§ **Arbeitsaufträge**:
1) Nennen Sie alle Pflanzen, die der Textauszug über Totholzhecken mit ihrem Namen anführt.
2) Führen Sie den Textauszug über Totholzhecken im gleichen Stil weiter, beginnend nach seinem letzten Satz.

§ **Textauszug**:
Kombinationsbauweisen lassen sich auch hervorragend für pädagogische Zwecke einsetzen (im Privatbereich genauso wie im Kindergarten): Weidenzelte (Weidentipis).

Es ist naheliegend, dass sich aus der Kombination aus Kletterern, totem Holz und Weiden unendlich viele Kombinationsmöglichkeiten ergeben. Auch eine Tendenz in Richtung Nutzgarten (Kiwi, Weinrebe) ist bei entsprechenden Standortbedingungen machbar.

Allgemeiner Bautipp: Die v.a. im Küstenschutz und bei der Erstellung von Totholzhecken im öffentlichen Raum angewandte Methode der Sicherung der Bauwerke durch Verdrahtung finde ich problematisch. Verständlich sind sie für mich in Richtung Sicherung der Anlage und auch aus arbeitsökonomischer Sicht (bei grösseren Bauhöhen). Allerdings kann ich in diese Anlage nicht mehr besonders effektiv mit der Motorsäge arbeiten. Im Privatbereich sollte daher m.E. in aller Regel auf die Verwendung von Draht verzichtet werden.

Hinweisen möchte ich auch noch auf eine naheliegende Verwendung des Holzes: Ich selber benutze in den Totholzhecken abgelagertes Holz gelegentlich für Lagerfeuer. Bei entsprechender Bauweise kann dies ein weiterer Nutzeffekt sein.

Erläuterungen

(1) eine Handbreit über dem Boden abschneiden = knicken

(2) typisch für das schleswig-holsteine Landschaftsbild: Wildgehölz-Hecken, i.d.R auf Erdwällen, die etwa alle (7) 10 (12) Jahre am Boden abgeschnitten werden. Gelegentlich bleibt ein Überhälter (Grossbaum wie Fagus sylvatica, Rotbuche, oder Quercus robur, Stileiche) stehen (max. alle 50 m.). Die Knicks sind in Schleswig-Holstein nicht nur landschaftsprägend: sie sind auch lebendiger Ausdruck der ackerbaulichen Kulturgeschichte. Und sie ahmen den Waldrand nach und haben damit eine ausserordentlich wichtige ökologische Funktion im relativ waldarmen Schleswig-Holstein.

§ **Quellenmaterial**:
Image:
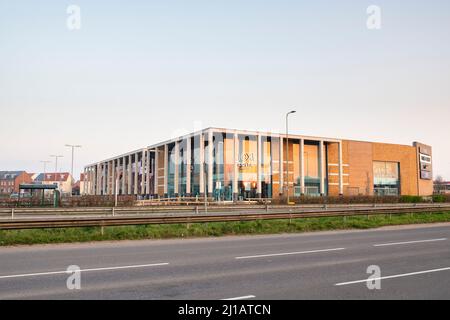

§ **Lösungen**:
1) Weiden, Kiwi, Weinrebe, Rotbuche (Fagus sylvatica), Stileiche (Quercus robur)

2)
Der Begriff Knick kommt vom um-knicken der Starkäste: In Zeiten als die Motorsäge noch nicht erfunden war, diente der Knick nicht nur als Windschutz, Grundstücksgrenze, Holz- und Wildobstreservoir. Die 7-Jahres-Felderwirtschaft bedeutete zeitweilige Viehaltung auf den Weiden. Durch Um-knicken und Einflechten der Starkäste, die mit einem Beil o.ä. angeschlagen wurden, erhielt man einen stabilen Zaun.
Der Knick hat im nördlichsten Bundesland herausragende Bedeutung als Windschutz. Im Zuge der Flurbereinigung wurde das Knicknetz im Norden drastisch reduziert.

(3) z.B. Gemeindewerke in Bordesholm, Schleswig-Holstein

(4) Nutzgärten (Obst, Gemüse, Käuter), die eingezäunt sind z.B. mit Totholzhecken zum Schutz gegen Tiere. Dem historischen Bauerngarten waren niedrige Buchshecken als Einfassung völlig fremd (!).

(5) Unordnung im ökologischen Sinne schafft der Mensch durch sein tägliches Handeln: wir stören ökologische Kreisläufe, wir schaffen Unordnung.

(6) Die Brüder Benjes (Hessen) haben viel für die Akzeptanz und Wieder-Verbreitung der Hecken aus totem Holz getan. Eine Benennung nach ihnen finde ich aber nicht so glücklich, da die Bauweise uralt und nicht eine Erfindung des letzten Jahrhunderts ist.

(7) Lebendverbau = ingenieurbiologische Sicherungsbauweisen

(8) Diese Drainagesysteme aus lebenden Weiden oder Erlen findet man in Schleswig-Holstein noch vereinzelt im ländlichen Raum.

Literaturhinweise

Dietrich, Gregor; Galbavy, Katharina: Bunte Hecken und grüne Grenzen. Planung, Einkaufsberater, Anleitung.
erschienen 2000 bei Ulmer, Stgt.
Gebundene Ausgabe, 93 Seiten

Kurz, Peter; Machatschek, Michael; Igelhauser, Bernhard: Hecken. Anlage, Erhaltung, Nutzung – Geschichte und Ökologie.
erschienen 2001 bei Stocker, Graz
Buchleinen (Gewebe)., 420 Seiten

Jedicke, Eckhard: Schöne Hecken für Garten und Landschaft.
erschienen 1991 bei Ulmer, Stgt.
96 Seiten
In gekürzter und geringfügig modifizierter Form auch erschienen in der Zeitschrift Deutscher Gartenbau, DeGa.